Given exercise: Turn every line of the records below into a JSON list of strings, one string per line, with blank lines dropped. Leave the pictures out.

______________________________

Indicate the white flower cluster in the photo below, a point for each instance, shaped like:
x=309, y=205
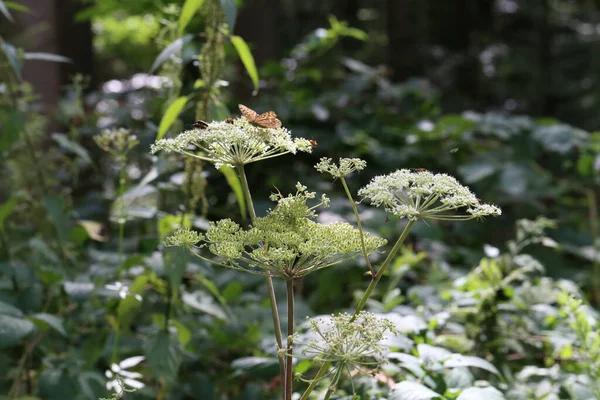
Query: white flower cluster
x=234, y=144
x=420, y=194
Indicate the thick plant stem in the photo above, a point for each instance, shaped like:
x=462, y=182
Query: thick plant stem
x=358, y=223
x=290, y=341
x=269, y=280
x=382, y=269
x=315, y=380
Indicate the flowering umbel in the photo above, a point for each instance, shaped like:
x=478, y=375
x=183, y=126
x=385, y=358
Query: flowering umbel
x=286, y=243
x=233, y=144
x=347, y=343
x=425, y=195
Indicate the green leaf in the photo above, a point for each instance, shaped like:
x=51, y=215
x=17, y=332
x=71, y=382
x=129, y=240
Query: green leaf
x=43, y=321
x=10, y=310
x=13, y=58
x=407, y=390
x=164, y=355
x=13, y=329
x=236, y=186
x=69, y=145
x=173, y=48
x=5, y=11
x=13, y=126
x=255, y=367
x=458, y=360
x=230, y=11
x=190, y=7
x=170, y=116
x=476, y=393
x=247, y=59
x=58, y=216
x=6, y=209
x=47, y=57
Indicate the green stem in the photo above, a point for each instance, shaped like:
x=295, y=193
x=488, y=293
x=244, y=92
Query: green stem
x=358, y=223
x=315, y=380
x=290, y=341
x=382, y=269
x=269, y=280
x=334, y=383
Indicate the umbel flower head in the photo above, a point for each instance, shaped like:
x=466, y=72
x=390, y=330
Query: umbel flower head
x=422, y=194
x=286, y=243
x=233, y=144
x=347, y=343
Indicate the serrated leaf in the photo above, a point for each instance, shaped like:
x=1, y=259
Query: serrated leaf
x=173, y=48
x=48, y=320
x=164, y=355
x=247, y=59
x=170, y=116
x=46, y=57
x=6, y=209
x=475, y=393
x=13, y=329
x=458, y=360
x=230, y=11
x=69, y=145
x=189, y=9
x=407, y=390
x=13, y=58
x=236, y=186
x=12, y=126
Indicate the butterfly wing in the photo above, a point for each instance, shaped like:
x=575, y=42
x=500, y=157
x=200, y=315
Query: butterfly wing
x=249, y=113
x=267, y=120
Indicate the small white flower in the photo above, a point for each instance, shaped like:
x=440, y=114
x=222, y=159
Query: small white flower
x=128, y=378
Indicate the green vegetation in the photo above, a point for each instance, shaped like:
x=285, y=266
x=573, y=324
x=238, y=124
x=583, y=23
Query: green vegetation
x=428, y=231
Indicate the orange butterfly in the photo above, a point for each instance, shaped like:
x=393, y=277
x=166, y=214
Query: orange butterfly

______________________________

Response below:
[
  "Indicate the white flower cluster in the photo below, a point for each instance, shaped like:",
  "x=309, y=205",
  "Query: white flower cluster",
  "x=234, y=144",
  "x=420, y=194",
  "Indicate the thick plant stem in the photo above, a point for each instance, shaped like:",
  "x=462, y=182",
  "Query: thick plant stem",
  "x=358, y=223",
  "x=290, y=341",
  "x=269, y=280",
  "x=382, y=269",
  "x=315, y=380",
  "Indicate the flowering umbel in the photo above, a point for each instance, shaped like:",
  "x=478, y=375",
  "x=183, y=126",
  "x=385, y=358",
  "Query: flowering umbel",
  "x=286, y=243",
  "x=233, y=144",
  "x=347, y=343",
  "x=425, y=195",
  "Indicate the green leaf in the photo above, a point for each instance, shaped like:",
  "x=51, y=215",
  "x=17, y=332",
  "x=71, y=382",
  "x=129, y=240",
  "Query: green leaf",
  "x=43, y=321",
  "x=10, y=310",
  "x=13, y=58",
  "x=407, y=390",
  "x=164, y=355",
  "x=13, y=329",
  "x=236, y=186",
  "x=69, y=145",
  "x=173, y=48",
  "x=5, y=11",
  "x=13, y=126",
  "x=255, y=367",
  "x=458, y=360",
  "x=230, y=11",
  "x=190, y=7",
  "x=170, y=116",
  "x=476, y=393",
  "x=247, y=59",
  "x=58, y=216",
  "x=6, y=209",
  "x=47, y=57",
  "Indicate the green stem in the photo above, a point for each instance, shaped like:",
  "x=295, y=193",
  "x=488, y=293",
  "x=244, y=92",
  "Query: green stem",
  "x=358, y=223",
  "x=315, y=380",
  "x=290, y=341",
  "x=382, y=269",
  "x=269, y=280",
  "x=334, y=383",
  "Indicate the umbel flower head in the photo above, a point for each instance, shaped like:",
  "x=466, y=72",
  "x=390, y=330",
  "Query: umbel flower head",
  "x=422, y=194",
  "x=286, y=243",
  "x=233, y=144",
  "x=347, y=343",
  "Indicate the serrated leaf in the photo above, a point for each instance, shaped like:",
  "x=1, y=259",
  "Query: serrated leaf",
  "x=173, y=48",
  "x=48, y=320",
  "x=164, y=355",
  "x=247, y=59",
  "x=170, y=116",
  "x=46, y=57",
  "x=6, y=209",
  "x=475, y=393",
  "x=13, y=329",
  "x=458, y=360",
  "x=230, y=11",
  "x=69, y=145",
  "x=189, y=9",
  "x=407, y=390",
  "x=13, y=58",
  "x=236, y=186",
  "x=12, y=126",
  "Indicate the butterfly wing in the photo above, a point for each instance, shaped like:",
  "x=575, y=42",
  "x=500, y=157",
  "x=200, y=315",
  "Query: butterfly wing",
  "x=249, y=113",
  "x=267, y=120",
  "Indicate the small white flower in the photo above, a point for each instance, shaped like:",
  "x=440, y=114",
  "x=222, y=159",
  "Query: small white flower",
  "x=128, y=378",
  "Indicate the green vegetation in the photo above, a point for each instance, shaped like:",
  "x=285, y=266",
  "x=573, y=324",
  "x=238, y=124",
  "x=583, y=23",
  "Query: green vegetation",
  "x=428, y=231",
  "Indicate the orange butterfly in the photo above, a point for each instance, shaped like:",
  "x=393, y=277",
  "x=166, y=214",
  "Query: orange butterfly"
]